Data for the task>
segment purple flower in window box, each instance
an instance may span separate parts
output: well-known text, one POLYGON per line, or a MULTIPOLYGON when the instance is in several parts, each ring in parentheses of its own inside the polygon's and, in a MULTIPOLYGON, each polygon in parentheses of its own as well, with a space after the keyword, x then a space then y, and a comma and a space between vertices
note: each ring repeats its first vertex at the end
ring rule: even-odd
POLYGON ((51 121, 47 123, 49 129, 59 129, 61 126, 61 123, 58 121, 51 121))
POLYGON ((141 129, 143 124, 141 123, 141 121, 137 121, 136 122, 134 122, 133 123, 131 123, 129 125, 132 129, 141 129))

What needs to be done> Switch "window box" to "planter box" everywhere it occurs in the records above, and reproduce all their lines otherwise unchanged.

Output of the task>
segment purple flower in planter box, each instance
an instance may span separate parts
output: well-known text, one POLYGON per line, or a MULTIPOLYGON when the instance is in several parts, each ring in parentheses of its own inside the polygon's and, in a MULTIPOLYGON, each polygon in parentheses of its own as well, with a space after the keyword, x then a space then y, and a comma and a space between vertices
note: each ring repeats its first vertex at the end
ring rule: even-odd
POLYGON ((51 121, 47 123, 49 129, 59 129, 61 126, 61 123, 58 121, 51 121))
POLYGON ((141 129, 143 124, 141 123, 141 121, 137 121, 136 122, 134 122, 133 123, 131 123, 129 125, 132 129, 141 129))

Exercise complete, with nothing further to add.